Required work: A verbatim copy of all the data is required, minus any images.

__________

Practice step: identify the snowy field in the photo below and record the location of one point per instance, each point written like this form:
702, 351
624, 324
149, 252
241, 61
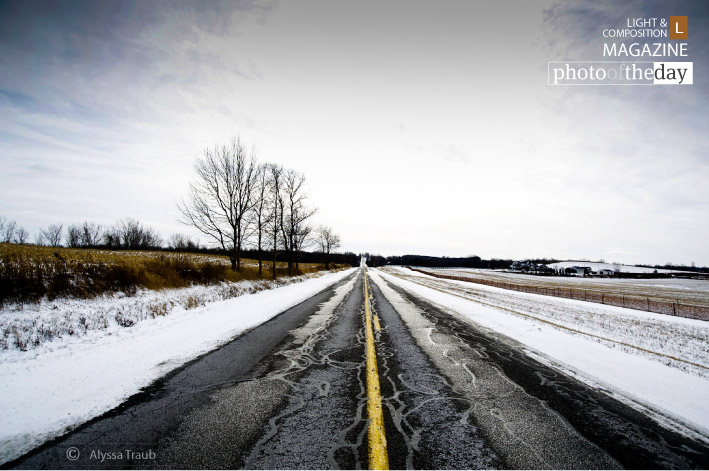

__________

Exercise response:
Practice step: identify the snowy field in the photo below and record the location of one point per instance, each point written like this form:
702, 351
624, 324
149, 252
241, 61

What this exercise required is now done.